> EXERCISE OBJECTIVE
Print the records below verbatim, from the line that contains "pin: ceiling fan light fixture" through the line that contains "(137, 88), (176, 133)", both lines included.

> DATA SUPPLIED
>> BEGIN
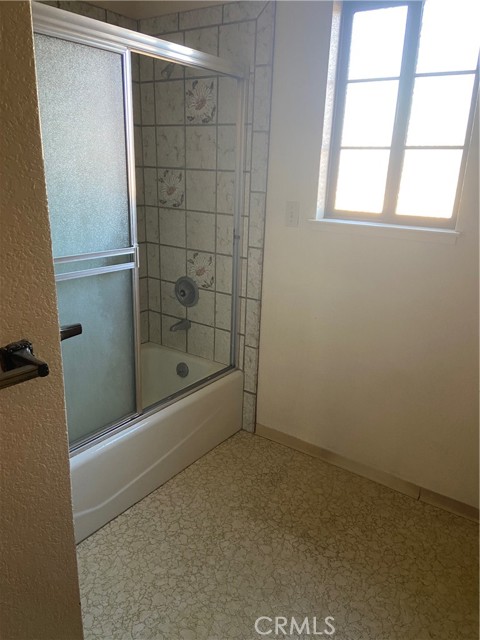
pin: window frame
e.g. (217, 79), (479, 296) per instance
(323, 0), (479, 229)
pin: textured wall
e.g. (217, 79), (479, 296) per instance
(258, 2), (478, 505)
(0, 2), (82, 640)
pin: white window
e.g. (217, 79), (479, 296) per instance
(319, 0), (480, 228)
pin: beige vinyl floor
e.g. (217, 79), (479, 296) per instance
(78, 432), (478, 640)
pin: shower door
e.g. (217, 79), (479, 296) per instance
(35, 34), (139, 446)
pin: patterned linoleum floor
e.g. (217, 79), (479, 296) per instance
(78, 432), (478, 640)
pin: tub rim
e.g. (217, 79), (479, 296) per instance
(69, 362), (236, 460)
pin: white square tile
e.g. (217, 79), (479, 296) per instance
(185, 126), (217, 169)
(215, 255), (232, 293)
(185, 27), (218, 56)
(160, 245), (186, 282)
(185, 78), (217, 125)
(237, 336), (245, 371)
(132, 53), (140, 83)
(133, 126), (143, 167)
(218, 21), (255, 65)
(218, 125), (236, 171)
(253, 67), (272, 131)
(148, 278), (162, 313)
(214, 329), (230, 364)
(155, 80), (185, 125)
(187, 289), (215, 327)
(248, 193), (265, 249)
(162, 314), (187, 351)
(239, 298), (247, 336)
(255, 2), (275, 64)
(158, 169), (185, 209)
(187, 322), (215, 360)
(140, 55), (153, 82)
(217, 171), (235, 214)
(147, 242), (160, 278)
(251, 132), (268, 191)
(240, 258), (248, 298)
(215, 293), (232, 331)
(218, 77), (238, 124)
(217, 214), (233, 256)
(137, 206), (146, 243)
(132, 87), (142, 125)
(157, 127), (185, 167)
(245, 299), (260, 348)
(140, 311), (148, 344)
(159, 209), (186, 247)
(135, 167), (145, 205)
(223, 0), (266, 23)
(187, 211), (215, 252)
(138, 243), (148, 278)
(148, 311), (162, 344)
(145, 207), (159, 244)
(143, 168), (158, 207)
(179, 5), (222, 31)
(153, 58), (185, 81)
(187, 251), (215, 290)
(186, 170), (216, 211)
(138, 13), (178, 36)
(161, 280), (187, 318)
(139, 278), (148, 311)
(140, 82), (155, 126)
(240, 216), (248, 258)
(243, 347), (258, 393)
(107, 10), (137, 31)
(247, 249), (263, 300)
(242, 393), (257, 433)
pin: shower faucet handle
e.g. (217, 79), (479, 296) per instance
(60, 322), (83, 340)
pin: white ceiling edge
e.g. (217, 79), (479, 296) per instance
(88, 0), (231, 20)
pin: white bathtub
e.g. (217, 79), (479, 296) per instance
(142, 342), (225, 407)
(70, 342), (243, 542)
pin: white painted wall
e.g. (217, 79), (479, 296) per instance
(257, 2), (478, 505)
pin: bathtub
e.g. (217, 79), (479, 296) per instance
(70, 344), (243, 542)
(142, 342), (225, 407)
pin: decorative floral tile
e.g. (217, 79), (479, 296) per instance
(187, 251), (215, 289)
(185, 79), (217, 124)
(158, 169), (185, 209)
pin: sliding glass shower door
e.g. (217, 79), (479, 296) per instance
(35, 34), (139, 445)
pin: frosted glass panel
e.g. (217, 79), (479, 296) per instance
(348, 7), (407, 80)
(335, 149), (390, 213)
(57, 271), (135, 443)
(407, 75), (474, 147)
(342, 80), (398, 147)
(396, 149), (462, 218)
(417, 0), (480, 73)
(35, 35), (130, 257)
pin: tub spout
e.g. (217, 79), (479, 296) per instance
(170, 318), (192, 331)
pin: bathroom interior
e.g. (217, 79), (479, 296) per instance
(0, 0), (478, 640)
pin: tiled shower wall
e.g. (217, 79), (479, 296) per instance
(135, 58), (242, 364)
(41, 1), (275, 431)
(137, 2), (275, 431)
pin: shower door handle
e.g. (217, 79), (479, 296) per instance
(60, 322), (83, 340)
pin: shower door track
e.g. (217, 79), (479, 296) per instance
(32, 2), (250, 452)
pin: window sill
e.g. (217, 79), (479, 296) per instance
(307, 218), (460, 244)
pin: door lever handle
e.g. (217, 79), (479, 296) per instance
(0, 340), (49, 389)
(60, 323), (83, 340)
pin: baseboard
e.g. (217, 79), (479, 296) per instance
(255, 423), (479, 522)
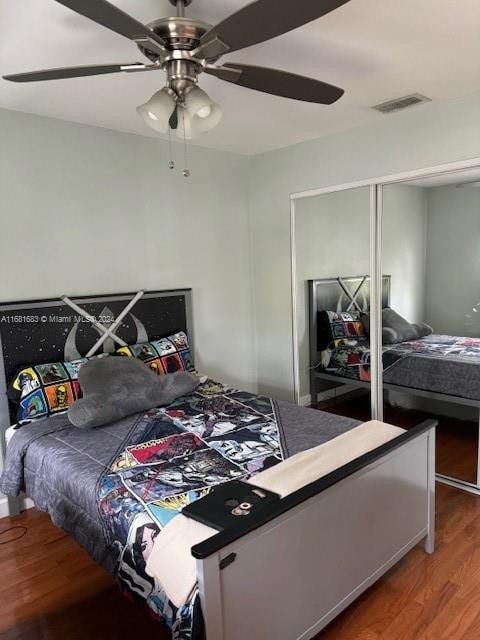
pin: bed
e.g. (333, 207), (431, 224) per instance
(0, 290), (435, 640)
(308, 275), (480, 494)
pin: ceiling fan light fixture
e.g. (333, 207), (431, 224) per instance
(137, 87), (176, 133)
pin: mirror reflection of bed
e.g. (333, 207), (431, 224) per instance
(296, 174), (480, 492)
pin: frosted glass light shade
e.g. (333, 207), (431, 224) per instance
(137, 88), (176, 133)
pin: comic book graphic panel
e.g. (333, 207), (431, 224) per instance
(109, 450), (142, 473)
(20, 389), (48, 420)
(228, 391), (273, 418)
(178, 349), (195, 371)
(128, 433), (205, 464)
(164, 396), (265, 438)
(115, 347), (133, 357)
(121, 449), (245, 503)
(152, 338), (176, 356)
(161, 353), (184, 373)
(147, 487), (211, 528)
(72, 380), (83, 400)
(35, 362), (68, 384)
(244, 456), (282, 475)
(206, 425), (279, 465)
(118, 511), (160, 601)
(12, 367), (40, 395)
(195, 379), (228, 397)
(100, 475), (145, 540)
(45, 382), (74, 411)
(130, 409), (185, 445)
(169, 331), (188, 351)
(130, 342), (158, 362)
(146, 358), (165, 376)
(64, 358), (88, 380)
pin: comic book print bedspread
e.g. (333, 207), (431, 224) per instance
(324, 334), (480, 400)
(99, 380), (283, 640)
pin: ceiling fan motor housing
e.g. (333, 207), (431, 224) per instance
(139, 16), (211, 62)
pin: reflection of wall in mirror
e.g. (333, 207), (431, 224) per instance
(295, 185), (427, 403)
(425, 185), (480, 337)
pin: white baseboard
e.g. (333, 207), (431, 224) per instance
(0, 496), (35, 518)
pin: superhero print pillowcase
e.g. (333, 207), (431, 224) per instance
(8, 358), (103, 423)
(116, 331), (195, 376)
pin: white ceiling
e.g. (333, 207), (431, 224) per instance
(408, 168), (480, 189)
(0, 0), (480, 154)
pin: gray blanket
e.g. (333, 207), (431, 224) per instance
(0, 402), (359, 573)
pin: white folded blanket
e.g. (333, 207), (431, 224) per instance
(146, 420), (404, 607)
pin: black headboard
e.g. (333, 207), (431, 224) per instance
(308, 276), (391, 365)
(0, 289), (194, 428)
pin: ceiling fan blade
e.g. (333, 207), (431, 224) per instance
(205, 62), (345, 104)
(3, 62), (148, 82)
(192, 0), (350, 59)
(56, 0), (166, 54)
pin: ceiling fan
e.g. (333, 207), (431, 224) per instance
(3, 0), (350, 138)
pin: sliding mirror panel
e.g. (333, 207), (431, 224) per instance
(382, 171), (480, 489)
(292, 187), (371, 420)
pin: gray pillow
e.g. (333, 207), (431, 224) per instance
(362, 307), (433, 344)
(412, 322), (433, 340)
(68, 357), (200, 428)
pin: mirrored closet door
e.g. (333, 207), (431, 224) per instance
(292, 187), (372, 420)
(381, 169), (480, 489)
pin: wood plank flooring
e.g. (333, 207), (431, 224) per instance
(0, 485), (480, 640)
(0, 401), (480, 640)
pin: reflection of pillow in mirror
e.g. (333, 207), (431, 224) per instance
(412, 322), (433, 340)
(362, 307), (433, 344)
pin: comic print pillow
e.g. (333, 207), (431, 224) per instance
(8, 354), (107, 423)
(317, 311), (367, 351)
(115, 331), (195, 376)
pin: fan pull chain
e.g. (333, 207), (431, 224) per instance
(168, 125), (175, 170)
(182, 109), (190, 178)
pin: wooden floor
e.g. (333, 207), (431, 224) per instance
(0, 485), (480, 640)
(0, 401), (480, 640)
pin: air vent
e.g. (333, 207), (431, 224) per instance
(372, 93), (431, 113)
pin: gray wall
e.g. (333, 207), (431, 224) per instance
(250, 93), (480, 399)
(295, 185), (427, 404)
(425, 185), (480, 337)
(0, 110), (255, 389)
(0, 110), (256, 504)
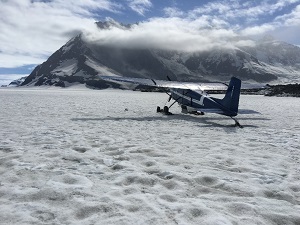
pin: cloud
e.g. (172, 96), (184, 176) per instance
(84, 17), (244, 51)
(0, 0), (120, 67)
(0, 0), (300, 67)
(128, 0), (152, 16)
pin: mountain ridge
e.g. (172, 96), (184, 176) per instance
(22, 21), (300, 88)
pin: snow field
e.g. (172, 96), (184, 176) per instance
(0, 88), (300, 225)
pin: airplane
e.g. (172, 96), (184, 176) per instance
(99, 75), (257, 128)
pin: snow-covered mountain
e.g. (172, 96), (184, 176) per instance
(22, 21), (300, 88)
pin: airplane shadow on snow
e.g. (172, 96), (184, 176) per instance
(71, 114), (270, 128)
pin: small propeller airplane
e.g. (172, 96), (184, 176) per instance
(99, 76), (257, 128)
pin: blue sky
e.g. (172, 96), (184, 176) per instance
(0, 0), (300, 85)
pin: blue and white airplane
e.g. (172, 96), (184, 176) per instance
(100, 76), (253, 128)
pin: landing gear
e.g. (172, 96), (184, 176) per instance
(231, 117), (244, 128)
(156, 106), (173, 115)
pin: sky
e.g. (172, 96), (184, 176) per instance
(0, 0), (300, 85)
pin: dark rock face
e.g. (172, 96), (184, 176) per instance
(22, 22), (300, 88)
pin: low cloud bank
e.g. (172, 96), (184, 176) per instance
(83, 18), (254, 52)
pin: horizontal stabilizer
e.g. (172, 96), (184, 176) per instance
(239, 109), (261, 114)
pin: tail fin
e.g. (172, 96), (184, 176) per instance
(221, 77), (241, 113)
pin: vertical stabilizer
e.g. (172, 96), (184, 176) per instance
(221, 77), (241, 113)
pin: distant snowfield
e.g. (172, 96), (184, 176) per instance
(0, 88), (300, 225)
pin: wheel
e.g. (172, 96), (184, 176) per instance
(164, 106), (169, 114)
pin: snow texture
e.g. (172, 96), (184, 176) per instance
(0, 87), (300, 225)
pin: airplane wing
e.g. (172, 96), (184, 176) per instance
(99, 76), (228, 91)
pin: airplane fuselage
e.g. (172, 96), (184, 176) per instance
(170, 88), (237, 116)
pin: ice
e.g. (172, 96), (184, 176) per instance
(0, 87), (300, 225)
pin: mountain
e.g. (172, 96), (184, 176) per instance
(22, 21), (300, 88)
(8, 76), (27, 87)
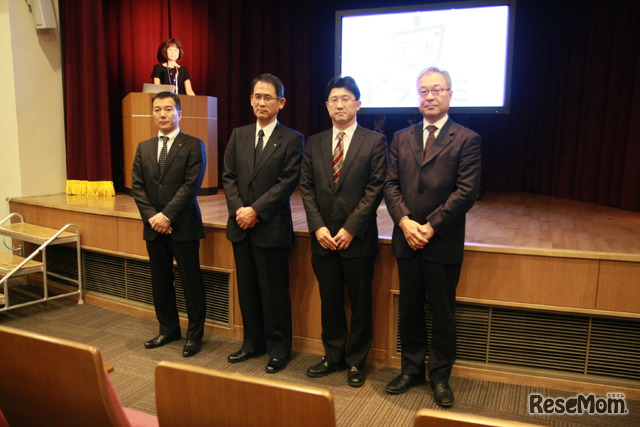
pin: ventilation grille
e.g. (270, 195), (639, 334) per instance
(47, 245), (231, 326)
(394, 295), (640, 380)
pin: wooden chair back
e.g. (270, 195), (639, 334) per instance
(413, 408), (535, 427)
(0, 326), (128, 426)
(156, 362), (336, 427)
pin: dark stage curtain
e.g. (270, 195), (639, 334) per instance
(61, 0), (640, 210)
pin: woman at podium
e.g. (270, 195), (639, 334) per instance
(151, 38), (195, 95)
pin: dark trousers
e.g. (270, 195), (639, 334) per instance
(233, 233), (292, 359)
(398, 251), (461, 382)
(147, 234), (207, 340)
(311, 251), (375, 368)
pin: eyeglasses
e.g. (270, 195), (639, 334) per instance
(251, 93), (280, 103)
(327, 97), (356, 107)
(418, 88), (451, 98)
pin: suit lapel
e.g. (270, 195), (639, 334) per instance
(146, 137), (160, 176)
(320, 130), (336, 191)
(155, 132), (185, 179)
(251, 125), (282, 176)
(411, 121), (424, 166)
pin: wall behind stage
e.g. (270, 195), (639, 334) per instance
(0, 0), (66, 237)
(64, 0), (640, 210)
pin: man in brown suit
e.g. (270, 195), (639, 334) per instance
(384, 67), (480, 407)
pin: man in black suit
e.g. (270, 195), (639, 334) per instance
(131, 92), (206, 357)
(300, 76), (387, 387)
(384, 67), (480, 407)
(222, 74), (304, 373)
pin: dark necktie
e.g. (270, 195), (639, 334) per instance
(333, 132), (344, 184)
(158, 136), (169, 172)
(253, 129), (264, 165)
(422, 125), (438, 160)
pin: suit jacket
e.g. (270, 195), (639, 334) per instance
(131, 132), (206, 241)
(300, 126), (387, 257)
(384, 119), (480, 264)
(222, 123), (304, 248)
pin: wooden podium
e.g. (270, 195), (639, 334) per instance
(122, 92), (218, 195)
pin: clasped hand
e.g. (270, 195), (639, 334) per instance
(149, 212), (173, 234)
(236, 206), (260, 230)
(315, 227), (354, 251)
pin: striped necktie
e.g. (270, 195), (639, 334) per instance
(422, 125), (438, 160)
(158, 136), (169, 172)
(333, 132), (344, 184)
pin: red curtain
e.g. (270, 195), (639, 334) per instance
(60, 0), (640, 210)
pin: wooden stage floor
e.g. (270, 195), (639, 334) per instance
(12, 192), (640, 262)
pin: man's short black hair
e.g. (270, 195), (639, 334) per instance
(251, 73), (284, 99)
(326, 76), (360, 101)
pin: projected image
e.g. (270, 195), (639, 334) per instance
(338, 5), (509, 112)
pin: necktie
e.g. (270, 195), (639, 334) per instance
(158, 136), (169, 172)
(253, 129), (264, 165)
(422, 125), (438, 160)
(333, 132), (344, 184)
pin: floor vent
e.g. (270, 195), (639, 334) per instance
(394, 296), (640, 380)
(47, 245), (231, 326)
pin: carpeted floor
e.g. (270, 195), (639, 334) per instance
(0, 288), (640, 427)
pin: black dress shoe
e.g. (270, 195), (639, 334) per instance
(431, 381), (453, 408)
(227, 350), (264, 363)
(385, 374), (426, 394)
(144, 334), (182, 348)
(307, 357), (347, 378)
(265, 357), (289, 374)
(347, 366), (366, 387)
(182, 340), (202, 357)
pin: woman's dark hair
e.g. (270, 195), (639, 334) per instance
(158, 39), (184, 63)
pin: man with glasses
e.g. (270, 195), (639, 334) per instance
(384, 67), (480, 407)
(300, 77), (387, 387)
(222, 74), (304, 373)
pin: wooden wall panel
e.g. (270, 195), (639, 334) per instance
(118, 218), (148, 257)
(596, 261), (640, 313)
(457, 251), (599, 309)
(200, 227), (235, 270)
(289, 237), (322, 340)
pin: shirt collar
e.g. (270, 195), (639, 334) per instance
(158, 128), (180, 141)
(256, 120), (278, 141)
(333, 122), (358, 141)
(422, 114), (449, 131)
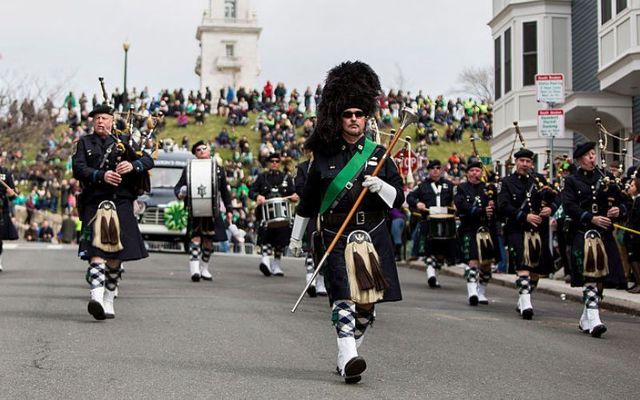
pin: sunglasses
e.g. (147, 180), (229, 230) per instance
(342, 111), (364, 119)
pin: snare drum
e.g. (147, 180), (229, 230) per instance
(187, 159), (220, 217)
(427, 214), (456, 240)
(261, 197), (292, 228)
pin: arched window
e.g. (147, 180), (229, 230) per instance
(224, 0), (236, 18)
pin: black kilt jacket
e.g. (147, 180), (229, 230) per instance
(297, 137), (404, 304)
(72, 134), (153, 261)
(561, 168), (629, 287)
(0, 167), (18, 241)
(498, 173), (557, 274)
(454, 182), (500, 262)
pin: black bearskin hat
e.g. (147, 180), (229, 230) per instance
(305, 61), (382, 152)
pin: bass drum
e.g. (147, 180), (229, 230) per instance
(262, 197), (292, 229)
(187, 159), (220, 217)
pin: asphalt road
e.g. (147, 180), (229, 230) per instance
(0, 247), (640, 400)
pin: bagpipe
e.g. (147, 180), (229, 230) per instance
(509, 121), (558, 208)
(291, 107), (418, 313)
(592, 118), (640, 236)
(98, 77), (163, 195)
(471, 136), (499, 266)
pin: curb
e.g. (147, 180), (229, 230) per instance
(396, 260), (640, 316)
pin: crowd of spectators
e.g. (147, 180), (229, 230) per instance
(0, 81), (491, 250)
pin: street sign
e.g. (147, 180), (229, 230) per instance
(393, 149), (418, 175)
(536, 74), (564, 104)
(538, 109), (564, 138)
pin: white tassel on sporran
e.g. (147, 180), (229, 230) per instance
(90, 200), (124, 253)
(345, 230), (389, 304)
(476, 226), (495, 267)
(582, 229), (609, 278)
(523, 231), (542, 269)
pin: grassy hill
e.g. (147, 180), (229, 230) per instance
(160, 115), (490, 166)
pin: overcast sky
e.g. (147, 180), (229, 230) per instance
(0, 0), (493, 102)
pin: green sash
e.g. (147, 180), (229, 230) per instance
(320, 139), (377, 215)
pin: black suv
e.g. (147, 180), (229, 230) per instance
(134, 150), (195, 252)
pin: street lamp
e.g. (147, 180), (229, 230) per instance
(122, 42), (131, 93)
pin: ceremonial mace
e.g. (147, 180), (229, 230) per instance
(291, 107), (418, 313)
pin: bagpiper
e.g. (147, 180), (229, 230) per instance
(289, 61), (404, 383)
(498, 148), (556, 320)
(454, 158), (498, 306)
(561, 142), (628, 337)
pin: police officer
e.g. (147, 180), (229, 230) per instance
(289, 61), (404, 383)
(72, 104), (153, 320)
(294, 151), (327, 297)
(561, 142), (629, 337)
(0, 158), (18, 272)
(249, 153), (299, 276)
(454, 158), (498, 306)
(173, 140), (233, 282)
(498, 148), (555, 320)
(407, 160), (457, 288)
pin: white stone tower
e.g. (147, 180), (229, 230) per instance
(196, 0), (262, 98)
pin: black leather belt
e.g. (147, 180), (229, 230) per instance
(322, 211), (387, 226)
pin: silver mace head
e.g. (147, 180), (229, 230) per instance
(400, 107), (418, 129)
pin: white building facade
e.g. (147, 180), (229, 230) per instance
(196, 0), (262, 98)
(489, 0), (640, 170)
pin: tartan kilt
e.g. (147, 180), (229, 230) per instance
(504, 224), (554, 275)
(187, 215), (229, 242)
(569, 231), (626, 287)
(0, 213), (18, 240)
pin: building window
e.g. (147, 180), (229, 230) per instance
(504, 28), (511, 94)
(493, 37), (502, 100)
(522, 21), (538, 86)
(224, 0), (236, 19)
(600, 0), (613, 25)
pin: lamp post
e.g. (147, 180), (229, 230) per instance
(122, 42), (131, 93)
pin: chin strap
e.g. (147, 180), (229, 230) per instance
(291, 214), (309, 240)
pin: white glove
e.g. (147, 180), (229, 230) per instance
>> END
> RESPONSE TO THE EXERCISE
pin: ceiling fan light fixture
e.g. (333, 207), (431, 224) per instance
(137, 87), (176, 133)
pin: mirror reflection of bed
e.g. (333, 207), (431, 224) per instance
(296, 174), (480, 492)
pin: frosted glass light shade
e.g. (333, 207), (431, 224) per instance
(137, 88), (176, 133)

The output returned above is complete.